Reproduza, do texto sobre a fundação do PCB, a parte que começa em "Mas voltando ao" e termina em "comitê do partido.".

Trecho citado —

:::

Foi ali perto, numa casa na Rua Visconde do Rio Branco, que nove delegados, dos 11 que representavam os Grupos Comunistas espalhados pelo Brasil, se reuniram clandestinamente no dia 25 de março de 1922. Nascia então o PCB (Partido Comunista do Brasil, depois Partido Comunista Brasileiro), um movimento que teria enorme influência na vida política do país, mesmo tendo vivido os seus primeiros 60 anos na clandestinidade.
Ainda hoje, passados 100 anos e com o mundo cada vez mais redondo e conectado, a extrema-direita evoca “a ameaça” que representariam os comunistas “que comem criancinhas”. Um Olavo de Carvalho da vida, porém, teria de nascer não cem, mas mil vezes, um milhão de vezes, para demonstrar fidelidade tão arraigada a princípios e produzir uma obra tão genial como a que Niemeyer nos deixou.
Mas voltando ao 25 de março de 1922. Entre aqueles nove homens (os da foto aí do alto) que se reuniram no Centro de Niterói havia operários, barbeiros, alfaiates e o jornalista Astrojildo Pereira. Ali fundaram a Seção Brasileira da Internacional Comunista, o Partido Comunista do Brasil (PCB), que em 1962 se reorganizou e adotou a sigla PCdoB, sem sem divisões internas que, para os antigos, jamais foram sanadas. O partido só viria a ser legalizado após o fim da ditadura militar.
Niemeyer se filiou ao PCB em 1945 por influência do amigo militar e político brasileiro, então secretário-geral do PCB, Luís Carlos Prestes. Foi na casa do arquiteto no Rio que Prestes montou um comitê do partido.
Ficou amigo do cubano Fidel Castro e de outros líderes comunistas mundiais. Na ditadura, exilou-se na França e de lá visitou a então União Soviética. Num discurso em 2007, quando pela primeira vez admitiu a possibilidade de deixar o cargo por doença, Fidel afirmou:
“Penso como Niemeyer, que se deve ser consequente até o final”.
A frase foi repetida na carta de renúncia do comandante cubano em 2008, quando passou o cargo ao irmão Raul. Apesar dos inúmeros problemas e da falta de liberdades em Cuba, Niemeyer jamais criticou o amigo Fidel.
Os comunistas estiveram engajados em movimentos como a Coluna Prestes, a defesa do petróleo e da soberania nacional, as Diretas Já e a luta pelo voto, contra a ditadura militar, lutando na Guerrilha do Araguaia, pelos direitos da população negra, mulheres, LGBTQI, a promoção da igualdade.

:::

Listagem de dados —
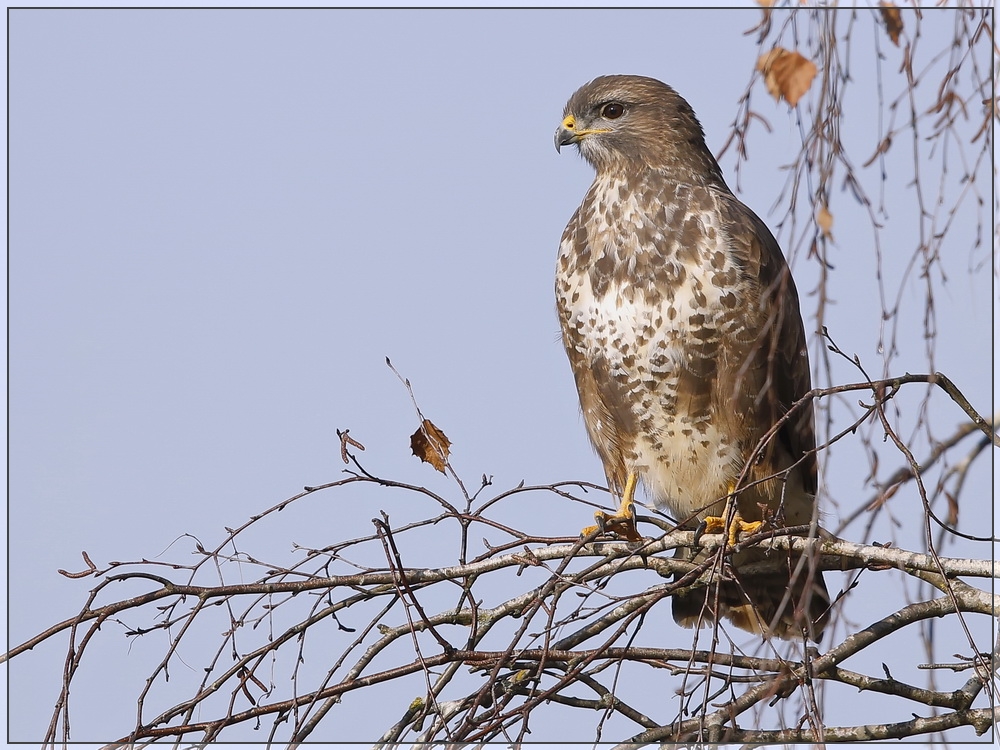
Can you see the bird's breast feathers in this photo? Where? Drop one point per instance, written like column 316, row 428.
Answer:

:::

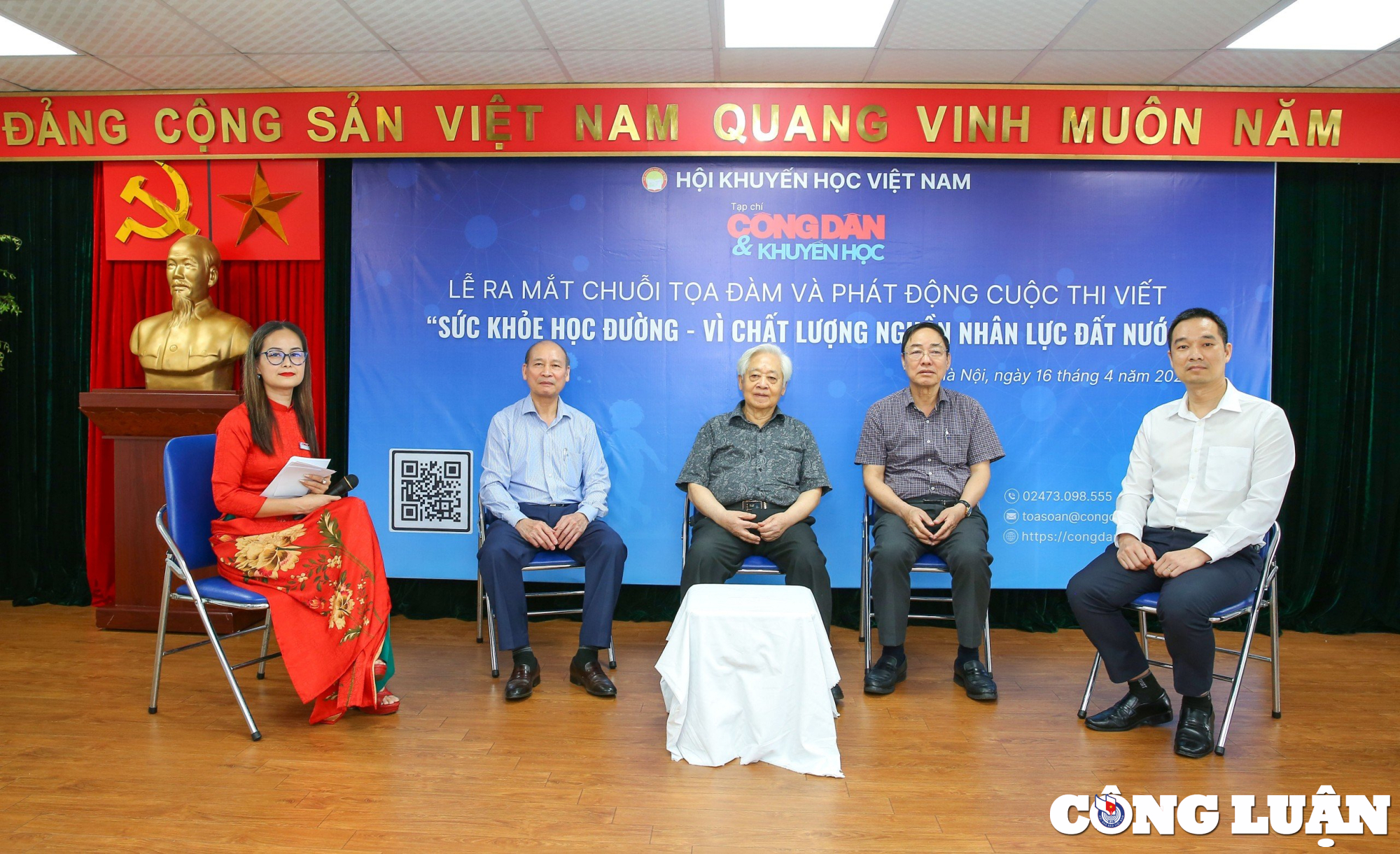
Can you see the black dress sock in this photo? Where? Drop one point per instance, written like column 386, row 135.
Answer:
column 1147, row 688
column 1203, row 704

:::

Problema resolvido —
Mas voltando ao 25 de março de 1922. Entre aqueles nove homens (os da foto aí do alto) que se reuniram no Centro de Niterói havia operários, barbeiros, alfaiates e o jornalista Astrojildo Pereira. Ali fundaram a Seção Brasileira da Internacional Comunista, o Partido Comunista do Brasil (PCB), que em 1962 se reorganizou e adotou a sigla PCdoB, sem sem divisões internas que, para os antigos, jamais foram sanadas. O partido só viria a ser legalizado após o fim da ditadura militar.
Niemeyer se filiou ao PCB em 1945 por influência do amigo militar e político brasileiro, então secretário-geral do PCB, Luís Carlos Prestes. Foi na casa do arquiteto no Rio que Prestes montou um comitê do partido.